TO DO
Copy out the stretch from the line containing "Pick out the forest" through the end of the material in full, adding 22 to each coordinate in the dot positions. Omit the pictures.

WORKING DATA
※

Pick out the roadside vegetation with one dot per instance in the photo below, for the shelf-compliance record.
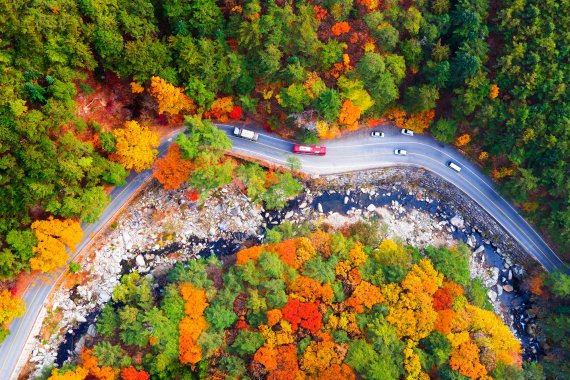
(329, 305)
(89, 87)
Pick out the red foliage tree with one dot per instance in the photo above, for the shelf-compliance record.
(442, 299)
(340, 28)
(131, 373)
(192, 195)
(287, 365)
(303, 314)
(172, 170)
(236, 113)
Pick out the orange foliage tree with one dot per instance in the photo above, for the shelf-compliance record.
(365, 294)
(417, 122)
(193, 324)
(79, 373)
(287, 366)
(494, 91)
(266, 356)
(349, 115)
(221, 108)
(53, 236)
(170, 99)
(172, 170)
(465, 359)
(321, 356)
(10, 307)
(462, 140)
(302, 314)
(135, 147)
(131, 373)
(340, 28)
(91, 364)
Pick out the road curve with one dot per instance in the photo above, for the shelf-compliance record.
(40, 288)
(358, 151)
(352, 152)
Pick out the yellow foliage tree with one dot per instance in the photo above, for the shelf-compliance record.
(136, 88)
(308, 290)
(170, 99)
(465, 359)
(349, 115)
(463, 140)
(53, 236)
(135, 147)
(304, 252)
(410, 303)
(80, 373)
(412, 363)
(365, 294)
(417, 122)
(319, 356)
(492, 333)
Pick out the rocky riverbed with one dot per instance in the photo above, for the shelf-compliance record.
(162, 228)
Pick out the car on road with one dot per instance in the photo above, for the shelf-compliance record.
(310, 149)
(454, 166)
(246, 134)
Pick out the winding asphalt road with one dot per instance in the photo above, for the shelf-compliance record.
(352, 152)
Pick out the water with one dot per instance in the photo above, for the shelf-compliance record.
(516, 302)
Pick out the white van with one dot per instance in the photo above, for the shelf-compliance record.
(454, 166)
(246, 134)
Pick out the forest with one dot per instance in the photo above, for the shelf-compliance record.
(491, 80)
(329, 305)
(89, 88)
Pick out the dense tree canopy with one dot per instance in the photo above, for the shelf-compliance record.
(300, 308)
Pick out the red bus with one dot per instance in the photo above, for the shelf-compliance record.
(306, 149)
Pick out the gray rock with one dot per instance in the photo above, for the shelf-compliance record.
(104, 297)
(140, 261)
(479, 249)
(91, 330)
(458, 221)
(471, 241)
(36, 359)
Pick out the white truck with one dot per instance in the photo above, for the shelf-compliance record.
(246, 134)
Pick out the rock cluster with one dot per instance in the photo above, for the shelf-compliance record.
(162, 228)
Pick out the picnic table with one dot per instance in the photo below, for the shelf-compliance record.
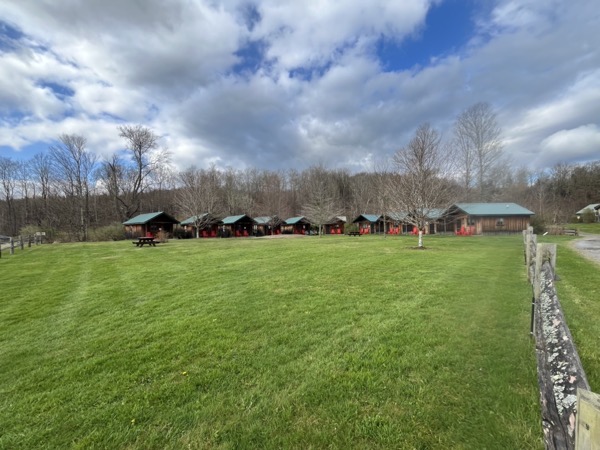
(145, 240)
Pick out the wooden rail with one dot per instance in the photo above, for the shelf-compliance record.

※

ANSWER TO THE PROBLEM
Pick out the forest with one dot per instance in the photo above, for the shelf-compliance record.
(513, 102)
(351, 327)
(111, 110)
Pick out the dense tree canopy with one dot per instance in the photo above, for the shelf-compliance record.
(322, 330)
Pick out the red bus with one dot per instance in the photo above, for the shelf-compliance record.
(328, 171)
Pick out the gray rock with one dot per instance in the photo above, for the shelf-compliance record.
(126, 319)
(162, 283)
(501, 271)
(113, 352)
(480, 243)
(493, 263)
(58, 381)
Pick out the white truck with one dot per instance in the photo above, for the shelf-compliance record.
(268, 156)
Pick out the rock cluster with one dot per instance in the photo above, for the shelf-compliance record.
(184, 250)
Pick out the picnic table with one dot per instance in the photo below, for the shelf-compliance record.
(167, 262)
Pick out the wooden rail with one dot per instance in the photo above, for the shelf-compliance record.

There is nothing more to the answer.